DATA TO USE –
+-------+
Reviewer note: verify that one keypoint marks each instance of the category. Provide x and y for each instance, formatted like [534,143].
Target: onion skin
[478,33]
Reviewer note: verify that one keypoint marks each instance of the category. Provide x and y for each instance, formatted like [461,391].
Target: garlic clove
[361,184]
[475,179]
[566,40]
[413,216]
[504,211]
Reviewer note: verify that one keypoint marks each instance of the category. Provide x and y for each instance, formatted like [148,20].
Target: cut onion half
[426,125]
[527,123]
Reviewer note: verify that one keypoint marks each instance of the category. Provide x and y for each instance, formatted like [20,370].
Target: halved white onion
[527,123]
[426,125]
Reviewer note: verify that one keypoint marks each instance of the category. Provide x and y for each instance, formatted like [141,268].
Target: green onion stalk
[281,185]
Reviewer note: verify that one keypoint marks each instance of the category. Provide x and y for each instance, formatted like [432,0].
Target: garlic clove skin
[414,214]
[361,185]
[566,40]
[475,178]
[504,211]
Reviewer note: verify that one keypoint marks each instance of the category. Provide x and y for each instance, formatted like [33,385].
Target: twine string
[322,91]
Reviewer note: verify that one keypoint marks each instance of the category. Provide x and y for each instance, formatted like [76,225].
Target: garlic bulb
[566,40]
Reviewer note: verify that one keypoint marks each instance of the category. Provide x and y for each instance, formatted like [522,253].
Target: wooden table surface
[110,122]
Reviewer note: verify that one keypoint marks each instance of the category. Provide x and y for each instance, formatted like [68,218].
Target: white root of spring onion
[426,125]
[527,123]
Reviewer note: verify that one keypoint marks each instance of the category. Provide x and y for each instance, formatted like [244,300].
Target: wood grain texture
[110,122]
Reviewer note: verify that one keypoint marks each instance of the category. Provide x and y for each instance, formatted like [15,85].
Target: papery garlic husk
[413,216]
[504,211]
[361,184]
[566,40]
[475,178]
+-------+
INSTRUCTIONS TO FOLLOW – Reproduce all of the lines above, swapping every instance of "keypoint" for "marker" and keeping everything else the same.

ANSWER IN FULL –
Reviewer note: verify that one marker marks each instance of the category. Provide x and y for each instance, formatted like [534,143].
Target: onion skin
[478,33]
Reviewer note: verify that one marker marks each instance of the category. Provide x and y for each instance, formatted like [461,391].
Target: garlic clove
[361,184]
[475,179]
[566,40]
[413,216]
[504,211]
Reviewer note: verify that one marker marks each instance of the category. Provide x and y for each instance, formatted like [148,20].
Target: cut onion half
[426,125]
[527,123]
Reviewer note: verify that one marker marks each instance of the category. Provide x and y for each instance, formatted like [20,370].
Target: halved white onion
[527,123]
[426,125]
Reviewer note: verify that one marker marks each instance of the category. Provide x and y for each instance, formatted like [141,268].
Target: green onion stalk
[281,185]
Reviewer note: verify that one marker marks each instance of the category. Provide x and y for each instance, formatted like [432,0].
Target: garlic clove skin
[414,214]
[361,185]
[566,40]
[475,178]
[504,211]
Reviewer note: verify that one marker marks each instance of the category. Provide x and y for each instance, formatted like [33,385].
Target: twine string
[322,91]
Reviewer note: verify that one marker marks each instance of the category. Provide x and y for each instance, formatted like [76,225].
Target: garlic bulb
[566,40]
Reviewer note: verify that one marker marks each instance of the category. Provide x and y for each instance, formatted like [522,253].
Target: wooden table surface
[110,122]
Reviewer note: verify that one marker marks each instance of the category. Provide x and y for each instance, formatted like [68,218].
Target: white root of spring onion
[426,125]
[527,123]
Reviewer note: verify that one marker marks each instance of the category. Provide x and y for each instance, formatted like [244,300].
Target: wood grain texture
[110,122]
Reviewer note: verify that one marker marks each instance of the category. Provide x and y for each instance, formatted like [15,85].
Target: papery garlic husk
[413,216]
[504,211]
[361,184]
[566,40]
[475,178]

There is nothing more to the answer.